What you should do -
Extract every line of text from the listing below and reproduce it word for word, leaving out the pictures.
# # # #
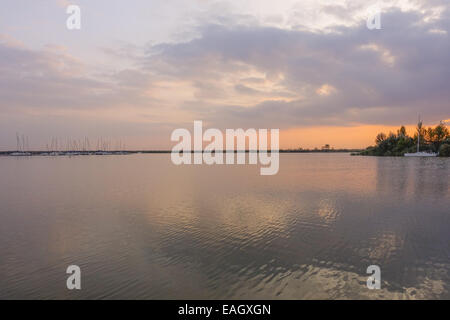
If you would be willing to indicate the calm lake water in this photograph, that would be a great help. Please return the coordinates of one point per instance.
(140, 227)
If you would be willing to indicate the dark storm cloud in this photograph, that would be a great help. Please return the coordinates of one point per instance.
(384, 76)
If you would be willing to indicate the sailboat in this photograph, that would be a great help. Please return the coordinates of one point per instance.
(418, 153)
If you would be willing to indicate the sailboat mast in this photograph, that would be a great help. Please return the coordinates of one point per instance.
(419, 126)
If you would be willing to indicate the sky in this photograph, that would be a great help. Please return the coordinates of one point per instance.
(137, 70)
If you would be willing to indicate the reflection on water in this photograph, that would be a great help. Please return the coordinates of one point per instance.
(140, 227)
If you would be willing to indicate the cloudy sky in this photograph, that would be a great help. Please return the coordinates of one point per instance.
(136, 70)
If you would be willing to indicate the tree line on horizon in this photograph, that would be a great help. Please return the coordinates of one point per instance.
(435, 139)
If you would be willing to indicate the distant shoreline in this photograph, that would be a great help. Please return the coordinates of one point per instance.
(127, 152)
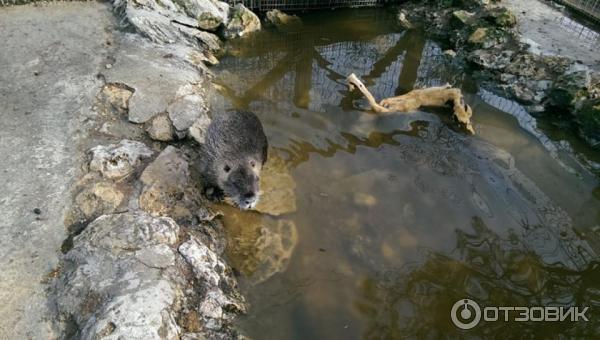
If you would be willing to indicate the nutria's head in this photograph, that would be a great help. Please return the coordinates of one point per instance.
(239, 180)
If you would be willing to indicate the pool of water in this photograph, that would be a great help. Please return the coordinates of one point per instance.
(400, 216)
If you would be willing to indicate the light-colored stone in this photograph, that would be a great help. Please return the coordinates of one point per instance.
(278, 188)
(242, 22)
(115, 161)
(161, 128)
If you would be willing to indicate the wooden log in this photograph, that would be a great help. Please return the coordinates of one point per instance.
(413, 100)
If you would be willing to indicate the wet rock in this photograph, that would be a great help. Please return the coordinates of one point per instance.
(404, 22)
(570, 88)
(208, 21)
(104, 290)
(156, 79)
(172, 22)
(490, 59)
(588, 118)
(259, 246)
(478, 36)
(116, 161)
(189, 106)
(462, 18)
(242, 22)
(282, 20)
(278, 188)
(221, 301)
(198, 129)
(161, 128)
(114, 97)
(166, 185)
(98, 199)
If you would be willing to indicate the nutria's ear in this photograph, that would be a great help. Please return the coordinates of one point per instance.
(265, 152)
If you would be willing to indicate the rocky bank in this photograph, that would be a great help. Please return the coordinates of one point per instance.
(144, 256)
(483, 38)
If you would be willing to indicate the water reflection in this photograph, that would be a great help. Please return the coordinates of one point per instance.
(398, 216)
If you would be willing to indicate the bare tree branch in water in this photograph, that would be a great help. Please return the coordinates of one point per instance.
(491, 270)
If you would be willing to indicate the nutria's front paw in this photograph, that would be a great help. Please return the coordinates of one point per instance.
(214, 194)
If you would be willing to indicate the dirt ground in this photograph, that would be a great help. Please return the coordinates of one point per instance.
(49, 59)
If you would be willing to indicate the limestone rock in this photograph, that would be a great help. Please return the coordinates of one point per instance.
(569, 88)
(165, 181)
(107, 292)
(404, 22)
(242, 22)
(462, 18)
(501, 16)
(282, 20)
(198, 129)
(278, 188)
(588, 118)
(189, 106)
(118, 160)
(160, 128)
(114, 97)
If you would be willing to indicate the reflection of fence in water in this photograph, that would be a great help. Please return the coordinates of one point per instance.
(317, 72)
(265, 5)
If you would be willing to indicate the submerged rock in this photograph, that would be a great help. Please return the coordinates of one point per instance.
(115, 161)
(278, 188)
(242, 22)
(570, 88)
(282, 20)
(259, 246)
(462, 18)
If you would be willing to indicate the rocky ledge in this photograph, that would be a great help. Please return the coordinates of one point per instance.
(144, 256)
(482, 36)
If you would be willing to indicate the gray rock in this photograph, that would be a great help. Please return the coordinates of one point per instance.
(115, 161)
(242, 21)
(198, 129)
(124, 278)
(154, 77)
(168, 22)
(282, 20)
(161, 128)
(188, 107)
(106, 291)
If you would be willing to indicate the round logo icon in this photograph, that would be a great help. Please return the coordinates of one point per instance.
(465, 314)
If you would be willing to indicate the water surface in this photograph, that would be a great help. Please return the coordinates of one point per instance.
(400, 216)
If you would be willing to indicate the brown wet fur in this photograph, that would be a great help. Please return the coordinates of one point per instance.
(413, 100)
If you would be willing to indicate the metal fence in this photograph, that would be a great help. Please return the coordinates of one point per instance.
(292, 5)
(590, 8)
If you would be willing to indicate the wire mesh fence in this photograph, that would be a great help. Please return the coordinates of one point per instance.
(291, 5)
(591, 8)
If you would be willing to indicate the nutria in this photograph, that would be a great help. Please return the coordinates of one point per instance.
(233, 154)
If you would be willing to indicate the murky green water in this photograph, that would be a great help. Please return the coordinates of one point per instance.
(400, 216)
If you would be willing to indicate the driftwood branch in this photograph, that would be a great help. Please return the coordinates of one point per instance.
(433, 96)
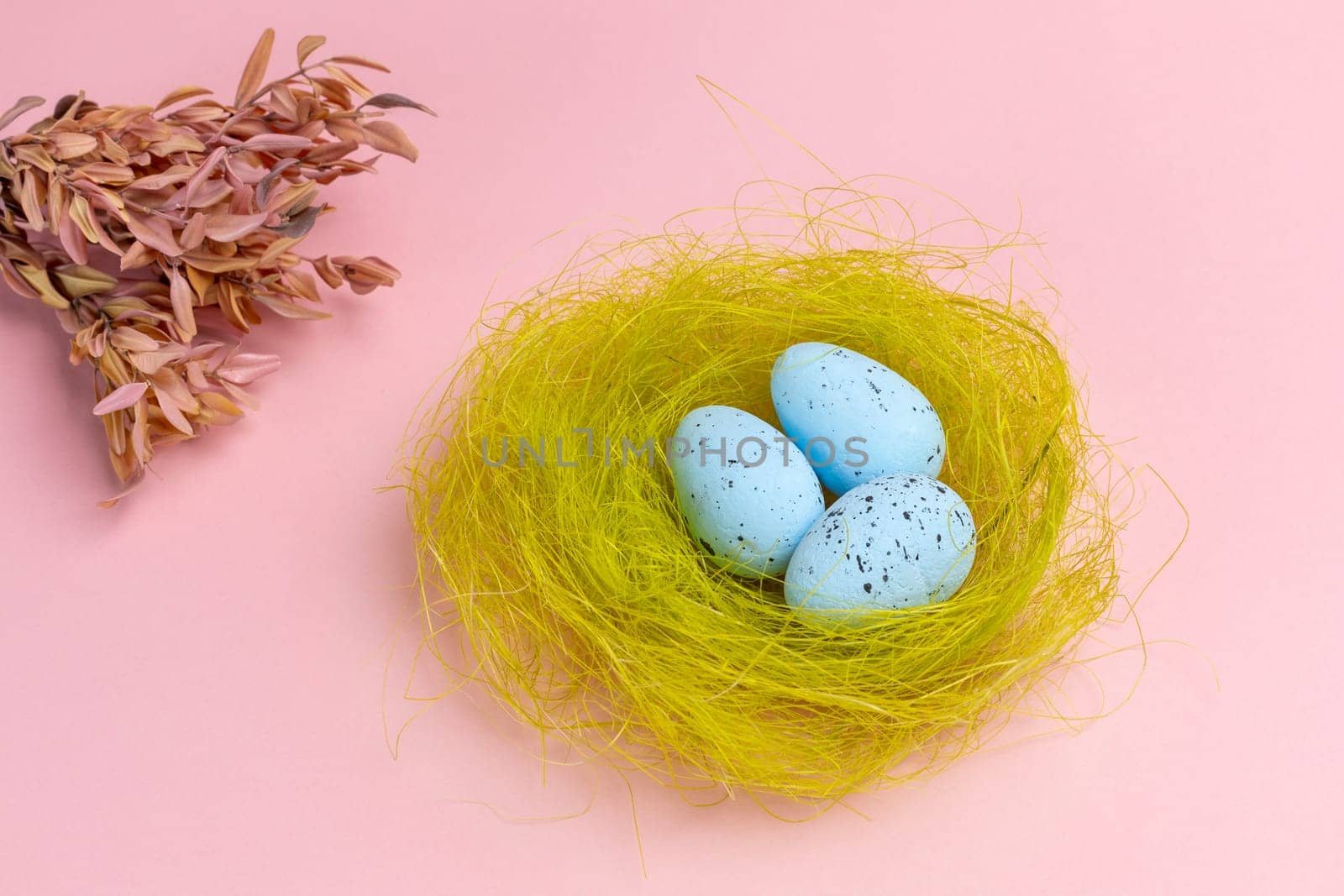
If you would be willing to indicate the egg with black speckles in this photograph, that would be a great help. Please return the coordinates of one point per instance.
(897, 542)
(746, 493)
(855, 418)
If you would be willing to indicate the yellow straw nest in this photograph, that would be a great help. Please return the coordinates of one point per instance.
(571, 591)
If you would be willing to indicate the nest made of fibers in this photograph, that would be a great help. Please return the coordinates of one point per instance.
# # # #
Result for this task -
If you would be willing to indicate the calm lake water in this photograph, that would be a great help. Please return the coordinates of one point per instance.
(140, 227)
If you would be willing to indicate the dark storm cloud in this photograph, that would be a great help. Please return the coordinates of one point per instance.
(384, 76)
If you would be willing to indicate the sailboat in this photograph, that would be a great help. Please return the coordinates of one point per instance.
(418, 153)
If you would be willing to indicate the sailboat mast in this photograph, that would be a great help. Please return the coordinates of one point per instance.
(419, 126)
If you would be willing to indicate the sky in this photograph, that would be a great help. Please return the coordinates of one point per instance.
(137, 70)
If you would be willing to indicate the reflection on water in this photograph, that would be a great help. Please return the coordinates of one point per instance.
(140, 227)
If you would be willing to indicate the cloudy sky in this photograph, that would be a great help. Please return the coordinates of one point per instance.
(136, 70)
If you would be willing to indicate the tree line on horizon in this photograph, that would be a great help. Please return the coordinates of one point per instance.
(435, 139)
If you would be willing to indicate the distant shoreline in this photograph, that would be a great help. Please return the coordinates of one point per instance.
(127, 152)
If you would be willing to indicate the nutria's head in this photograph, that would be a great help. Please return the coordinates of one point per instance.
(239, 180)
If you would be willing to indicate the pool of water in this photograph, that would be a great help. Please return the coordinates of one point per instance.
(400, 216)
If you would be willing to indicate the light-colored stone in this photograph, that would be a great help. Please return the coordinates of one point per instance.
(278, 188)
(242, 22)
(115, 161)
(161, 128)
If you would be willing to indicate the wooden log in this photograph, that would be a great help. Please return the coordinates of one point per instance.
(413, 100)
If you would be willing to indicate the wet rock in this photograph, that would be a great help. Please return the coordinates of one point per instance.
(404, 22)
(570, 88)
(208, 21)
(104, 290)
(156, 79)
(172, 22)
(490, 59)
(588, 118)
(259, 246)
(478, 36)
(116, 161)
(189, 106)
(462, 18)
(242, 22)
(282, 20)
(278, 188)
(221, 301)
(198, 129)
(161, 128)
(114, 97)
(166, 185)
(98, 199)
If you would be willing to indicate the nutria's ear in this photograph, that would be a great help. Please return the coordinates of one point per instance.
(265, 152)
If you would be willing to indicate the rocky bank in this photograph, that would be a great help. Please return the coordinates of one point per instance.
(144, 256)
(483, 38)
If you would be willing to indicate the water reflection in this photograph, that would be a great help. Please return the coordinates of one point per instance.
(398, 216)
If you would be willing to indicate the bare tree branch in water in this photograph, that would be a great help. Please return the coordinates of one point per instance.
(491, 270)
If you would be willing to indicate the nutria's front paw in this photograph, that would be a great help. Please return the coordinates of one point per instance.
(214, 194)
If you would be willing to indicate the dirt ground in this photograph, that would be a great help. Please return the coordinates of one point per instance.
(49, 59)
If you would be willing to indicate the limestone rock in this photograph, that would be a great help. Please return the coordinates of one point per instance.
(569, 88)
(165, 181)
(107, 292)
(404, 22)
(242, 22)
(462, 18)
(501, 16)
(282, 20)
(198, 129)
(278, 188)
(588, 118)
(189, 106)
(118, 160)
(160, 128)
(114, 97)
If you would be willing to indicate the reflection of fence in water in this photograph, that would be a great help. Please return the coordinates of one point per instance.
(317, 72)
(265, 5)
If you would be willing to indicate the submerged rock in this photograph, that would be a great help. Please return the coordinates of one point per instance.
(115, 161)
(278, 188)
(242, 22)
(570, 88)
(282, 20)
(259, 246)
(462, 18)
If you would be willing to indicate the rocky ledge in this photograph, that would be a great help. Please return the coordinates of one point per instance.
(144, 256)
(482, 36)
If you would be willing to indicate the gray rock in this photograph, that would be a great help. Please return the coordinates of one point per instance.
(115, 161)
(242, 21)
(198, 129)
(124, 278)
(154, 77)
(168, 22)
(282, 20)
(161, 128)
(188, 107)
(106, 291)
If you would be willing to indicate the round logo icon in this photograph, that would be a great help. Please return the coordinates of one point per instance.
(465, 314)
If you would be willing to indicate the water surface in this photograph, that would be a great help. Please return the coordinates of one point per instance.
(400, 216)
If you would be willing to indicate the brown wet fur in this photograph, that would be a great help. Please return the coordinates of one point per instance.
(413, 100)
If you would be willing to indicate the metal fence in this photograph, that would be a great help. Please return the coordinates of one point per instance.
(292, 5)
(590, 8)
If you would be willing to indicate the wire mesh fence in this photograph, that would be a great help. Please return the coordinates of one point per instance.
(291, 5)
(591, 8)
If you would be willing to indicate the nutria in this photograph, that would be a great help. Please return the coordinates of one point per instance.
(233, 154)
If you would be willing to indicate the murky green water in this photograph, that would be a great help. Please return the coordinates of one point per instance.
(400, 216)
If you would be willing to indicate the driftwood branch in this photograph, that would be a great help. Please return the coordinates of one point per instance.
(433, 96)
If you would be willing to indicate the egg with black speckles in this photograph, that would be a great help. Please return the coordinates of one point per instance.
(897, 542)
(746, 493)
(855, 418)
If you would be willing to indicate the yellow straw nest in this photograph, that would be a great help. Please return the coordinates of one point per instance.
(571, 591)
If you would be willing to indicate the nest made of fibers in this photograph, that would be a great help. Please return the coordinates of one point per instance.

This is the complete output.